Aim — Please rewrite everything from the line containing "of the trekking" down to the end of the rows as a Markdown table with the columns No. and Text, numbering each line and skipping blank lines. Leave the pictures out.

Entries provided —
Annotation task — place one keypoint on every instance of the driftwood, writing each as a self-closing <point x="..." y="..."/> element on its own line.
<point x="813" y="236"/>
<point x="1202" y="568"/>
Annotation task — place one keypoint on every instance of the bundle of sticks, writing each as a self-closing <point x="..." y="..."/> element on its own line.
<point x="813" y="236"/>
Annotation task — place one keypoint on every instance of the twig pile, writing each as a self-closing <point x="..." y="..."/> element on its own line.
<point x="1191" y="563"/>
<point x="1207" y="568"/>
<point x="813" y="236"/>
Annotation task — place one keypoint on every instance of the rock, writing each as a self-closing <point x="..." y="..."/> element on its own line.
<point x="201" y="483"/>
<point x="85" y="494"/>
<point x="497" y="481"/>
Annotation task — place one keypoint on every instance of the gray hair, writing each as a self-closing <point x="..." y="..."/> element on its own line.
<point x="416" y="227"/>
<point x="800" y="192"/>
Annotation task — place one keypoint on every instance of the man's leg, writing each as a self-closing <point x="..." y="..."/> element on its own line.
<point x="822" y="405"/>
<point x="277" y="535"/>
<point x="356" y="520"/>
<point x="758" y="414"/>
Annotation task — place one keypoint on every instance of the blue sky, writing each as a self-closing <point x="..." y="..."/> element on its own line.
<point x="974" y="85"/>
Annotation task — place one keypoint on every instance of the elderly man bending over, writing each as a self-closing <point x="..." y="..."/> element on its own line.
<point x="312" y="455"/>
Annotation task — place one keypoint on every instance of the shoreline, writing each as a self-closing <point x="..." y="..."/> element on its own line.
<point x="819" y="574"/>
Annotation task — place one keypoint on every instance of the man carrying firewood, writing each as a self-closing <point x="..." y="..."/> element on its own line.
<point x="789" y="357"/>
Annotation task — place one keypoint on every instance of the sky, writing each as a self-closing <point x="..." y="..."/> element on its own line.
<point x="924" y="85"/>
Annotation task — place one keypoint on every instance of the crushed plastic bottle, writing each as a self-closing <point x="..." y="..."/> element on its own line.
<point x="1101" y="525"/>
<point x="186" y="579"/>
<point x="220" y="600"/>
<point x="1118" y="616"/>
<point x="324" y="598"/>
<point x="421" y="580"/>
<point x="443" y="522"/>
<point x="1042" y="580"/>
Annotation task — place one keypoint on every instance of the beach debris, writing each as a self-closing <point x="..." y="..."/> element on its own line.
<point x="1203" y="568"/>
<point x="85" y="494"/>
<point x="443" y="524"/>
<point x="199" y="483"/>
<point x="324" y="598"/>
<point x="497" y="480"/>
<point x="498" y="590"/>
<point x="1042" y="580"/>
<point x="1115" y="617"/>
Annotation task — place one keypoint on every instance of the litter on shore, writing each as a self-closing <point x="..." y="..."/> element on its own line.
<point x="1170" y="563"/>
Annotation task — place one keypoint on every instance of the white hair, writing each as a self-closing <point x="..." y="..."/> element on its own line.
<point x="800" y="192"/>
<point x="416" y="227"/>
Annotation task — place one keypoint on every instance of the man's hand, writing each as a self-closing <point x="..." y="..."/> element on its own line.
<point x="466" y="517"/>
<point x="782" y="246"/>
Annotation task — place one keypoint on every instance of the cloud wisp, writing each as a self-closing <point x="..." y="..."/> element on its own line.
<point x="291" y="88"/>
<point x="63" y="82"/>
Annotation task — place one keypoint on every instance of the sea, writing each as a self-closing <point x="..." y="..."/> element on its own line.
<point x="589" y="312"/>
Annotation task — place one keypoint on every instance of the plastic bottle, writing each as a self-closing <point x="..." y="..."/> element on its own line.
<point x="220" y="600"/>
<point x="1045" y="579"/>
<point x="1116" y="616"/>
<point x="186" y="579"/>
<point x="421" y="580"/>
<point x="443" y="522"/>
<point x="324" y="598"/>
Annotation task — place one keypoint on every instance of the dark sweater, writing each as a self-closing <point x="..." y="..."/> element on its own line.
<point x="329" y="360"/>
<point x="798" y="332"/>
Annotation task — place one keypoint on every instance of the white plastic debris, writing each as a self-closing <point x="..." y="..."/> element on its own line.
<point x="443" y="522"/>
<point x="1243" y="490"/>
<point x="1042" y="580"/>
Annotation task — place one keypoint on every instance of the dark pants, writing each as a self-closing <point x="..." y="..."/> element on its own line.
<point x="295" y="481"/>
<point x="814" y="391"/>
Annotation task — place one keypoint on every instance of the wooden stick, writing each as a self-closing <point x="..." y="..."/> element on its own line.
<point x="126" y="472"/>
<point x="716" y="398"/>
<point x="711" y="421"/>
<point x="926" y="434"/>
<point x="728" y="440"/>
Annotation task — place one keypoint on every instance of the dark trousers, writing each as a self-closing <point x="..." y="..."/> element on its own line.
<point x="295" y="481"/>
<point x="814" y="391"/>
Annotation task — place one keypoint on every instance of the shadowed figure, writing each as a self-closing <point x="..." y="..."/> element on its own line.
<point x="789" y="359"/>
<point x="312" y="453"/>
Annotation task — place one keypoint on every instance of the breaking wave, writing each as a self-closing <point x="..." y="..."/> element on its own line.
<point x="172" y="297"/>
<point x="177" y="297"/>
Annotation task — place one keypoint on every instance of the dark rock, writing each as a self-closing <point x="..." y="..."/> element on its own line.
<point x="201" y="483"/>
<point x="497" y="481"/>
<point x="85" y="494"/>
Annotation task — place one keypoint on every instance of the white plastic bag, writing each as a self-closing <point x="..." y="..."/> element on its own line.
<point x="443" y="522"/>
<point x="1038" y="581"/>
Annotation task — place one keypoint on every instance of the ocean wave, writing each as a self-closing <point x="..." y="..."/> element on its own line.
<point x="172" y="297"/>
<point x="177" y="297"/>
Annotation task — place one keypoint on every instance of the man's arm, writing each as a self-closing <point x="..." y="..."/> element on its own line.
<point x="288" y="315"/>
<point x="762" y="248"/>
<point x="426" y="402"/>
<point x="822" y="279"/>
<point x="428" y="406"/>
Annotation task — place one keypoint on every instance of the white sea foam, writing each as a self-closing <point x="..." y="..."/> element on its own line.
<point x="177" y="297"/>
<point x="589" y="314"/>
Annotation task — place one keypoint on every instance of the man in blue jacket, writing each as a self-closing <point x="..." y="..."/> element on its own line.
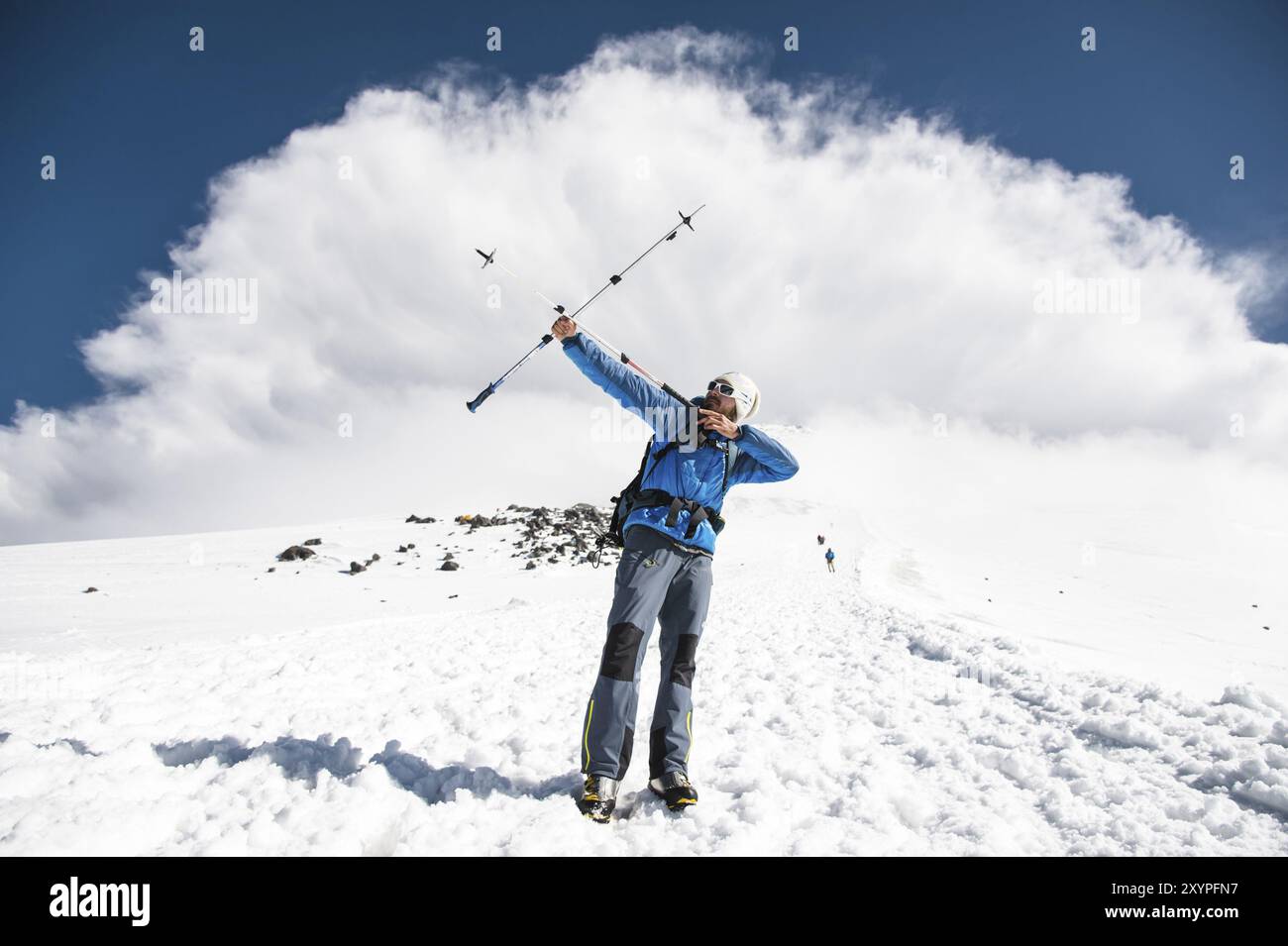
<point x="665" y="571"/>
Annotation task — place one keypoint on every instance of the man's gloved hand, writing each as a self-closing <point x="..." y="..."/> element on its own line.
<point x="716" y="422"/>
<point x="563" y="328"/>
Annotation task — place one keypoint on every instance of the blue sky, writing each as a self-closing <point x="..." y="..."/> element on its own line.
<point x="138" y="124"/>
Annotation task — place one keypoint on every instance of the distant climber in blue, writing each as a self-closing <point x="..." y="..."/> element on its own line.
<point x="669" y="529"/>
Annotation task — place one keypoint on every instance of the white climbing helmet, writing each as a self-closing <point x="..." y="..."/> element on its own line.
<point x="746" y="395"/>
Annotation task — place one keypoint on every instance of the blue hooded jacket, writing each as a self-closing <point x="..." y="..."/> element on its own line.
<point x="684" y="472"/>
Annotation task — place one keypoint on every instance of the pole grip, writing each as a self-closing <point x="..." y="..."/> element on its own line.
<point x="483" y="395"/>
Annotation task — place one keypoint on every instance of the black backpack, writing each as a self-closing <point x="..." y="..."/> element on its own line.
<point x="632" y="495"/>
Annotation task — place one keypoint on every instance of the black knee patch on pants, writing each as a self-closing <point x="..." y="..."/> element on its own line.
<point x="686" y="661"/>
<point x="621" y="652"/>
<point x="625" y="757"/>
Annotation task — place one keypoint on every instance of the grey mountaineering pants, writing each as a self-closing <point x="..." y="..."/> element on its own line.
<point x="656" y="580"/>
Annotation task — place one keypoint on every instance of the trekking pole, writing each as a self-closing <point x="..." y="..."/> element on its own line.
<point x="546" y="339"/>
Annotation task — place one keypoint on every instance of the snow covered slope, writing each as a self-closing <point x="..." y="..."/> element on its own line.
<point x="200" y="704"/>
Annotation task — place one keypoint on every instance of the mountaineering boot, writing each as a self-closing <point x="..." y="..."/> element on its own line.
<point x="597" y="796"/>
<point x="675" y="789"/>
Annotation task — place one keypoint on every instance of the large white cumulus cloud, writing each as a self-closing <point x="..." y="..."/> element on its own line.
<point x="912" y="257"/>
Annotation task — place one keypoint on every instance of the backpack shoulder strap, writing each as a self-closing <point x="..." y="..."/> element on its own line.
<point x="730" y="459"/>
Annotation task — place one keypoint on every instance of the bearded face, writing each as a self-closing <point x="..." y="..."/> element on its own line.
<point x="720" y="403"/>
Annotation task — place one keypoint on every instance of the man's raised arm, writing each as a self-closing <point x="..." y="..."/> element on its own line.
<point x="614" y="378"/>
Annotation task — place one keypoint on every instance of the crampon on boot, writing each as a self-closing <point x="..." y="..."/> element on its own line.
<point x="675" y="790"/>
<point x="597" y="798"/>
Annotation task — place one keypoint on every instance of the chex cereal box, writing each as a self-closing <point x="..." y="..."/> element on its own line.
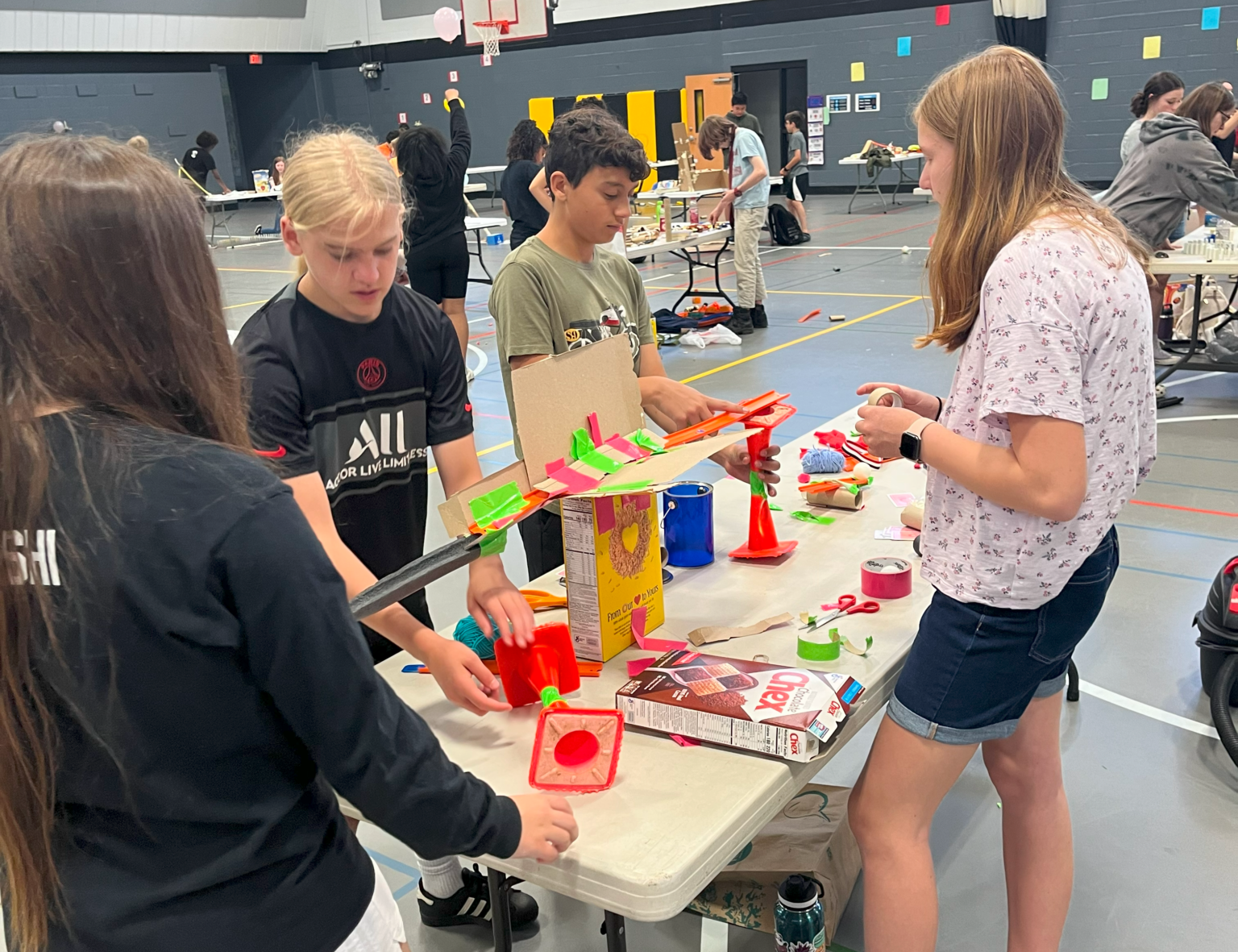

Exercise response —
| No. | Text |
|---|---|
| 1 | Annotation task — place one keypoint on every instance of the trekking pole, writing each as a self-closing <point x="..." y="..."/> element on its own line. |
| 2 | <point x="546" y="339"/> |
| 3 | Annotation task — place one keypoint on every instance of the snow covered slope, writing each as a self-closing <point x="..." y="..."/> element on its own line. |
| 4 | <point x="200" y="704"/> |
| 5 | Annotation task — place one keypoint on every instance of the mountaineering boot, writing each as a self-closing <point x="..." y="..."/> element on its own line. |
| 6 | <point x="597" y="796"/> |
| 7 | <point x="675" y="789"/> |
| 8 | Annotation task — place one keypoint on every instance of the large white cumulus cloud, writing each as a self-closing <point x="..." y="..."/> element on its own line. |
| 9 | <point x="912" y="257"/> |
| 10 | Annotation task — place one keypoint on every instance of the backpack shoulder strap, writing each as a self-closing <point x="..." y="..."/> element on its own line. |
| 11 | <point x="730" y="459"/> |
| 12 | Annotation task — place one keypoint on every instance of the bearded face, writing each as a self-closing <point x="..." y="..."/> element on its own line. |
| 13 | <point x="720" y="403"/> |
| 14 | Annotation task — place one keypoint on every instance of the man's raised arm, writing each as a self-closing <point x="..." y="..."/> element on its own line. |
| 15 | <point x="614" y="378"/> |
| 16 | Annotation task — place one keypoint on every instance of the crampon on boot, writing each as a self-closing <point x="..." y="..."/> element on its own line. |
| 17 | <point x="675" y="790"/> |
| 18 | <point x="597" y="798"/> |
| 19 | Annotation task — place one keypoint on every instance of the chex cereal box, writing each as a self-closing <point x="..." y="..."/> element on its own line. |